* INSTRUCTIONS FOR THE TASK *
Every line below that includes the word "orange" needs to be copied.
======== AVAILABLE DATA ========
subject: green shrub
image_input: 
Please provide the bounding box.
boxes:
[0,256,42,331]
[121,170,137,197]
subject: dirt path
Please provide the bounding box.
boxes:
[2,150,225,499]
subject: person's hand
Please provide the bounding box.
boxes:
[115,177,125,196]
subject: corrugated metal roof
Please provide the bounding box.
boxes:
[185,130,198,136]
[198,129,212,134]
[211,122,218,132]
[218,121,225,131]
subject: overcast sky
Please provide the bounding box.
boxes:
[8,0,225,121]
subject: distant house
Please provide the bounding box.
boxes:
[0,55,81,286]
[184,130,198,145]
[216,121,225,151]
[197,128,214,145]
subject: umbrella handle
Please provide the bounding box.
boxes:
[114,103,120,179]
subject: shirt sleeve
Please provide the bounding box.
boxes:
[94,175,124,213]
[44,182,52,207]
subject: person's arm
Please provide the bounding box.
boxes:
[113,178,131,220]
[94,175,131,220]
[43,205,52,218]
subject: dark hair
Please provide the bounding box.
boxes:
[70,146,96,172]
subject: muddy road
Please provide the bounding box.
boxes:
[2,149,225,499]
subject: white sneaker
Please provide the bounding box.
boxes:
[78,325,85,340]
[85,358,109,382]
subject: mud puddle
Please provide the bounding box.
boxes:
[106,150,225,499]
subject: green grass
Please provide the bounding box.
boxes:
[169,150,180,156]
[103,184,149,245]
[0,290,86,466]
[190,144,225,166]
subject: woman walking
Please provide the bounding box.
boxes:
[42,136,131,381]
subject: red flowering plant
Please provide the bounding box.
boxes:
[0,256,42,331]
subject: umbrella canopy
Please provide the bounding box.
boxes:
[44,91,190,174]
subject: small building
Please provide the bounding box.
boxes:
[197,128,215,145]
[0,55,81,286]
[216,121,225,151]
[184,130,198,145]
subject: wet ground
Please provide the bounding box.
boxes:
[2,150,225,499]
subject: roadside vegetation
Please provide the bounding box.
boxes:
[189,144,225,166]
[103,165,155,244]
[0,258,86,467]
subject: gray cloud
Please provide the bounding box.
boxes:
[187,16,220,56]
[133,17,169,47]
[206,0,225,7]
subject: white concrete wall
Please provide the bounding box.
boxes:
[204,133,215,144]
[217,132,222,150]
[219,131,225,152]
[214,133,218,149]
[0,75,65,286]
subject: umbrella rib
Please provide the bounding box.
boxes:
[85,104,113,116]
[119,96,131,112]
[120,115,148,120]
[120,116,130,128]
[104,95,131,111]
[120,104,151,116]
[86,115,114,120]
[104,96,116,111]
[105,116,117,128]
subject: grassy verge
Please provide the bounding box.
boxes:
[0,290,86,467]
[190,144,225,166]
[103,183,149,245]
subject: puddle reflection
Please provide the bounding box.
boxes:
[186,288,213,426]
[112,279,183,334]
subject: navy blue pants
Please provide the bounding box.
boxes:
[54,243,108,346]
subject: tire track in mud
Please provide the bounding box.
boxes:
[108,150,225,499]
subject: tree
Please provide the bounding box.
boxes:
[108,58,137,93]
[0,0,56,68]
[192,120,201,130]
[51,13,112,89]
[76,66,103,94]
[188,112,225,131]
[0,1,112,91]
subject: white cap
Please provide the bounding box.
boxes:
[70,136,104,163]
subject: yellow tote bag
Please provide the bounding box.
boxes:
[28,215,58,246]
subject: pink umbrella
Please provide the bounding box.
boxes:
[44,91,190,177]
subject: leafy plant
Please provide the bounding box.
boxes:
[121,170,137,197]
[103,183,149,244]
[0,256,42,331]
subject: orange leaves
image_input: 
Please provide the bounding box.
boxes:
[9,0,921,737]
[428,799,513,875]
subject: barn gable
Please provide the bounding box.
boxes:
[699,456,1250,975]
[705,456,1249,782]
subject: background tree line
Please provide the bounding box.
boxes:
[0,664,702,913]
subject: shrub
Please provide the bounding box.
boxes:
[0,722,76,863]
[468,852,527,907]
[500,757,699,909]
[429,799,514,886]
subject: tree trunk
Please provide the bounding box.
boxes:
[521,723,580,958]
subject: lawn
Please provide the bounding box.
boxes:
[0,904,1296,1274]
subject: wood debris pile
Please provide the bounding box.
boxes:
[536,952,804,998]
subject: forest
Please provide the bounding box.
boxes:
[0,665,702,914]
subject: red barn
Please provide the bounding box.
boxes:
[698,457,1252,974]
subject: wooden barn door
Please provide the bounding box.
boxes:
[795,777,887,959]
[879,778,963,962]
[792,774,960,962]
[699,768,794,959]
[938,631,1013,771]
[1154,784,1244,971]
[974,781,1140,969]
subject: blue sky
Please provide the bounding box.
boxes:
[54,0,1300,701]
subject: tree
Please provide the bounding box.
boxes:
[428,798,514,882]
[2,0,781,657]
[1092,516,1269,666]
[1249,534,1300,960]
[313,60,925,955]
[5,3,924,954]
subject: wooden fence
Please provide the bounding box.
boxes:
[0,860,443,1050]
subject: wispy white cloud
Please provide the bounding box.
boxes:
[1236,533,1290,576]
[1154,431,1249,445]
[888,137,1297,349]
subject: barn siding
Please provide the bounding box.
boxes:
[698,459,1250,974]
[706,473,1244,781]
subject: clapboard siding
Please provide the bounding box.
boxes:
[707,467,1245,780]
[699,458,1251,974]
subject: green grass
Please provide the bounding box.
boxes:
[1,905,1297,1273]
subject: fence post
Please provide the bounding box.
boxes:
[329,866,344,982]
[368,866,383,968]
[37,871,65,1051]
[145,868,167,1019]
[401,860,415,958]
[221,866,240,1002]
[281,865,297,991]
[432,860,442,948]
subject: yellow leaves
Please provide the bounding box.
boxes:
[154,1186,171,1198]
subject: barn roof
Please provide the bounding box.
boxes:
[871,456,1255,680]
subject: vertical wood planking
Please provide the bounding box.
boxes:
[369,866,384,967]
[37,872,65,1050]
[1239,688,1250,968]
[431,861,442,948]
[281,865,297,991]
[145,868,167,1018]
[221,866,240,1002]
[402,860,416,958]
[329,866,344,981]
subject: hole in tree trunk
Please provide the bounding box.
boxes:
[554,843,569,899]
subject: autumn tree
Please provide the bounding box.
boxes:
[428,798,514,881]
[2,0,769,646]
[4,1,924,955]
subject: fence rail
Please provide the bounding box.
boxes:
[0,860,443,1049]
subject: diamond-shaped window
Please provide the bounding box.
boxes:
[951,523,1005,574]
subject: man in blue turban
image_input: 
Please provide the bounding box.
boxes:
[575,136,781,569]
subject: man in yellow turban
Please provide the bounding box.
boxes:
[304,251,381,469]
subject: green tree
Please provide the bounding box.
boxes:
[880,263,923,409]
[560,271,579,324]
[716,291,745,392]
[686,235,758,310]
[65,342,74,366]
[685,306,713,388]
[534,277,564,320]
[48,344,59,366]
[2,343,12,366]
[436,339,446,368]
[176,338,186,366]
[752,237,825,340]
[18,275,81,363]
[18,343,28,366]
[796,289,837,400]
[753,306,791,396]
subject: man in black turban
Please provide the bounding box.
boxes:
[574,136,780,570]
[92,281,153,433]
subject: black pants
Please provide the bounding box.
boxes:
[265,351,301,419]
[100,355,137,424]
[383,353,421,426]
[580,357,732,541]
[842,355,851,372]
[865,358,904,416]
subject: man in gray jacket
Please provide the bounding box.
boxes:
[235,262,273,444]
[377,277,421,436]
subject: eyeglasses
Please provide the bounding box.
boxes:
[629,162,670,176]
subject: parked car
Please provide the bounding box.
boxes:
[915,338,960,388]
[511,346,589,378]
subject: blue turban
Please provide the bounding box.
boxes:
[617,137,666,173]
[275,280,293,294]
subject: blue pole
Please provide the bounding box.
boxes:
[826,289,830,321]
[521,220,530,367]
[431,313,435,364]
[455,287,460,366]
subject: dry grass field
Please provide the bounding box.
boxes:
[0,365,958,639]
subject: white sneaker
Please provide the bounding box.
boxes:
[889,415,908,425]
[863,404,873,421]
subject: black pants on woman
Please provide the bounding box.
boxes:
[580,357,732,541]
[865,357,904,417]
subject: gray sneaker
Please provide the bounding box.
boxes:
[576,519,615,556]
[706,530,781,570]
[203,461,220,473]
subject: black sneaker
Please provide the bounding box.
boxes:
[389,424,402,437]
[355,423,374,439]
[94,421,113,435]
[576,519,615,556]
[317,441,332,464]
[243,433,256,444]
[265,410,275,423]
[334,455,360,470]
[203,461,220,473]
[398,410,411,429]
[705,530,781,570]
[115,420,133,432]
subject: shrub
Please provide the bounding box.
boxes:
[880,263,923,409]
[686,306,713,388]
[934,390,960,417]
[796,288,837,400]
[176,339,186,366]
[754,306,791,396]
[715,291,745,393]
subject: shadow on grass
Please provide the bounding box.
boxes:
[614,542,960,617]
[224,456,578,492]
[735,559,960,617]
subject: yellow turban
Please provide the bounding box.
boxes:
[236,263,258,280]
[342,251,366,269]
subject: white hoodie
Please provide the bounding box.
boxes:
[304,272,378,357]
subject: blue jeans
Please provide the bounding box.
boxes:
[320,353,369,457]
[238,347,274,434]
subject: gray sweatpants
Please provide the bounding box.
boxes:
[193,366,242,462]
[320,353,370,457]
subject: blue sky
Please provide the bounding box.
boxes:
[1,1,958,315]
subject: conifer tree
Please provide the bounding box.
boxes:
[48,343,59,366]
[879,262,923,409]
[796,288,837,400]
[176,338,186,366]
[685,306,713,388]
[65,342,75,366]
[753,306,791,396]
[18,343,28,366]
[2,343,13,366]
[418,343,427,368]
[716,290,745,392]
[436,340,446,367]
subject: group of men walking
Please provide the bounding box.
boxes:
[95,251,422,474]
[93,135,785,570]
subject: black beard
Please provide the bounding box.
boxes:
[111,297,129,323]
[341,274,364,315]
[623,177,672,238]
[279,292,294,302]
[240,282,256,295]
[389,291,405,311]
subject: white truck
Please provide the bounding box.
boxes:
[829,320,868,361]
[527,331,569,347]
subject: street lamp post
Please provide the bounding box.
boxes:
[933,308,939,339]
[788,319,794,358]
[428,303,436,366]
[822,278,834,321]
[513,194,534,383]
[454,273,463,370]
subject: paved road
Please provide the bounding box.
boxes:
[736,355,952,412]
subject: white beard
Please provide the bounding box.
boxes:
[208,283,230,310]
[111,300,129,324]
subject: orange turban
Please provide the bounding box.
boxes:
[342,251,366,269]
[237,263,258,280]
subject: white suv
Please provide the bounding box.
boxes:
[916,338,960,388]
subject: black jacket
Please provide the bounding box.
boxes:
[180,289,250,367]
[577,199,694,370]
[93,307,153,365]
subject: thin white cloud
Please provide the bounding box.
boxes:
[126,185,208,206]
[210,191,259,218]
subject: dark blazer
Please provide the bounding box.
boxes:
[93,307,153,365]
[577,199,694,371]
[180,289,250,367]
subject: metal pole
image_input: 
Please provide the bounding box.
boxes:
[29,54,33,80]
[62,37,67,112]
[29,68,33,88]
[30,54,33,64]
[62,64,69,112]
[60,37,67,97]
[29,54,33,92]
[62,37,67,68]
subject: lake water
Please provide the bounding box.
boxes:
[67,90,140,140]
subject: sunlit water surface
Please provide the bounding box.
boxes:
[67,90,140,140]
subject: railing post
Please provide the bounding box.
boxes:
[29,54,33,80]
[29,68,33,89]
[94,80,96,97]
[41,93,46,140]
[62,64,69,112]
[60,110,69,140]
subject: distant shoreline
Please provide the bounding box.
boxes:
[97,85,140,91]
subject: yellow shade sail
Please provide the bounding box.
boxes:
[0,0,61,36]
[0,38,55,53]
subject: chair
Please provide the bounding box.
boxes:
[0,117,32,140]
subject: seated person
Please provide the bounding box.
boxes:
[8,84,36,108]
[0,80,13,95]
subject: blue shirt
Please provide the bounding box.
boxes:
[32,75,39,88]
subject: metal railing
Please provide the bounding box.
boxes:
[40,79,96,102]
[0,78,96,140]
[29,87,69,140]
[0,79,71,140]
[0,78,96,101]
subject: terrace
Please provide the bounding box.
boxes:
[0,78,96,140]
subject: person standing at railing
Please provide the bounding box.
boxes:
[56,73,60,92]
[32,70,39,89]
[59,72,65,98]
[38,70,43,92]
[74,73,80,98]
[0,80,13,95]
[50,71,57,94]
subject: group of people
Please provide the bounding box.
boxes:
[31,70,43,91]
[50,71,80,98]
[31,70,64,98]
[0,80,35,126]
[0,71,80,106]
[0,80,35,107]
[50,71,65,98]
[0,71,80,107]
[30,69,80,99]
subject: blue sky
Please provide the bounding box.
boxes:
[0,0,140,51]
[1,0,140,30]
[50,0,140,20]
========
* EXERCISE OUTPUT *
subject: orange leaves
subject: orange turban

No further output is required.